[Directive]: Convert these records into a two-column CSV with the header instruction,points, giving one row per record: the record's text in the instruction column and its answer in the points column. Put each field in double quotes, replace line breaks with spaces, and leave the pictures out.
## BEGIN Rows
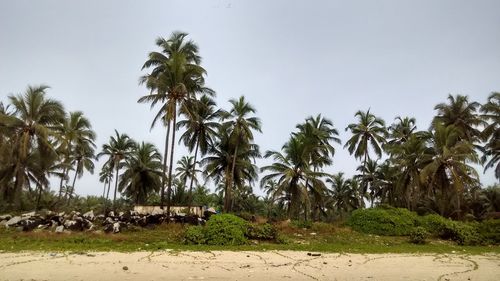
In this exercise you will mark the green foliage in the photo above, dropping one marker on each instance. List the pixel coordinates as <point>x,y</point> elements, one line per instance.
<point>460,232</point>
<point>262,232</point>
<point>302,224</point>
<point>418,235</point>
<point>195,235</point>
<point>389,221</point>
<point>490,231</point>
## END Rows
[Exercise solution]:
instruction,points
"In this exercise you will mark the green foliage in the photo above, dropping one marker on each instance. List the pixel coordinates as <point>x,y</point> elements, one line per instance.","<point>460,232</point> <point>262,232</point> <point>302,224</point> <point>418,235</point> <point>195,235</point> <point>389,221</point> <point>490,231</point>"